• _What the task asks_
Starting at the line that contains "Would you mind annotating the black belt", repeat each line exactly through the last line of the listing, and repeat nothing else.

• _Provided material_

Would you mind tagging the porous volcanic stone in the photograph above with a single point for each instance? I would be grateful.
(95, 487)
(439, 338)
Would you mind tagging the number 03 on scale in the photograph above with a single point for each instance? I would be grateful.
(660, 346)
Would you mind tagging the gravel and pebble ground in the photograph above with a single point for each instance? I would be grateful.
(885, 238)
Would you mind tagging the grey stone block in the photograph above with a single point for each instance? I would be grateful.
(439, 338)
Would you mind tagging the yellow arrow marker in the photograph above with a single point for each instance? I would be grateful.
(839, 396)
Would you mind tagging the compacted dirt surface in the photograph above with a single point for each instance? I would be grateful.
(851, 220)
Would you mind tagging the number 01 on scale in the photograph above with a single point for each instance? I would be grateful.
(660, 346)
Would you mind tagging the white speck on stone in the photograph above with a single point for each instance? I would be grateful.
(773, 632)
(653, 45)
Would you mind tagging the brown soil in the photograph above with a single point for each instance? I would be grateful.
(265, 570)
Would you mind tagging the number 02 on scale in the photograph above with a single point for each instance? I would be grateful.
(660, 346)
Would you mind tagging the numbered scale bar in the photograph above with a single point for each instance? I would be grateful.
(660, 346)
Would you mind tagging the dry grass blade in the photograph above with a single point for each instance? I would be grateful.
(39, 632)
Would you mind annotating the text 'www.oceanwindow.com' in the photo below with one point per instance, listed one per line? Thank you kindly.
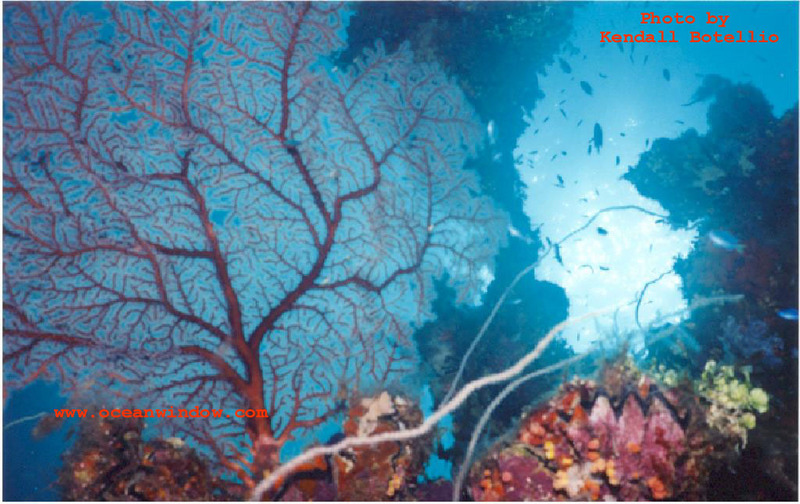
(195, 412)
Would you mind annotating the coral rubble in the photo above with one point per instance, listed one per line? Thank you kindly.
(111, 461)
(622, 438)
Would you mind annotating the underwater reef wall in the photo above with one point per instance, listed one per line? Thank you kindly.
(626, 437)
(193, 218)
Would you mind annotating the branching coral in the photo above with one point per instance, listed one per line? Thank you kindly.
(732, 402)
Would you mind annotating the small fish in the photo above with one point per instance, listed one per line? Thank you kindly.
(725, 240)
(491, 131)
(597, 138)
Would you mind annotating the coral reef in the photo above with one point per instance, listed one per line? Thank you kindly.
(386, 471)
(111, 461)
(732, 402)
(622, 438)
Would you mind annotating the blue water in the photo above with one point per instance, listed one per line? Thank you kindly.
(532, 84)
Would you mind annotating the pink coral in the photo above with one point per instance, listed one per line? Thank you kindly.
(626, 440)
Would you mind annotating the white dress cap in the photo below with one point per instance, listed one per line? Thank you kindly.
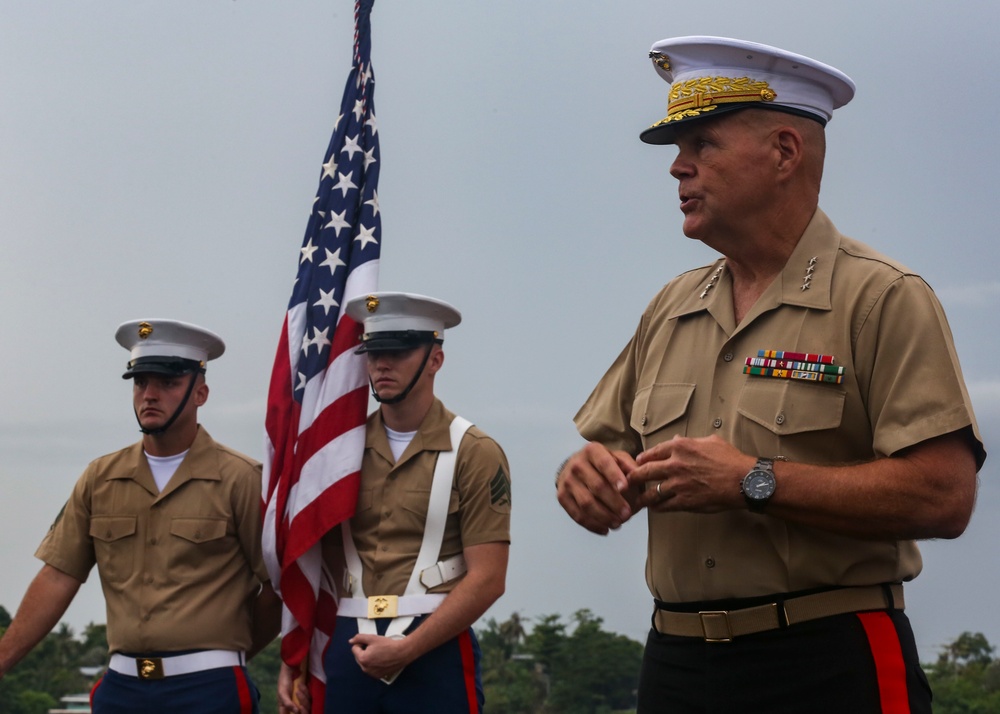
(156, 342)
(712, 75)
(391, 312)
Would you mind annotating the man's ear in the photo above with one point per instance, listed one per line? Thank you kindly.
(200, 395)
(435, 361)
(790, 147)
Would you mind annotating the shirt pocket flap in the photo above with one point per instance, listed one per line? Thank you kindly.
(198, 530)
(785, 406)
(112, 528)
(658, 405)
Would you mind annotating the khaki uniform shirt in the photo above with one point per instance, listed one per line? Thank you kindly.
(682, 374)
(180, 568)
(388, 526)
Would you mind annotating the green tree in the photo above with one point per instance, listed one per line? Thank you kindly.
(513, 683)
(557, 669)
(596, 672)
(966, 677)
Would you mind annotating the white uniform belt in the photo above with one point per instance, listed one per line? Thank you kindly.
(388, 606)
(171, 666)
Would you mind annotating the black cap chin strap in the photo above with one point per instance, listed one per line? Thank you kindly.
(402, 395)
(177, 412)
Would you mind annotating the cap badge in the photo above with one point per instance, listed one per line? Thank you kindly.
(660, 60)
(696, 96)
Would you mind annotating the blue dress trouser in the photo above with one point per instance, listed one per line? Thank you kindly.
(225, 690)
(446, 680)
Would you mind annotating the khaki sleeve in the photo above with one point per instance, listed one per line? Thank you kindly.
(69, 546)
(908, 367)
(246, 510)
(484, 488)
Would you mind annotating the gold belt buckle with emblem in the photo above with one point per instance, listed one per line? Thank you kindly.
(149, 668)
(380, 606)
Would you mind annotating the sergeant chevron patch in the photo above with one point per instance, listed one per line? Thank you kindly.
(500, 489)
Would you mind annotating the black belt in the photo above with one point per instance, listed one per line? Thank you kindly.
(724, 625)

• _The answer_
Would you mind annotating the black belt in the photo above with one point per instance, listed one per line? Thank you kindly.
(724, 625)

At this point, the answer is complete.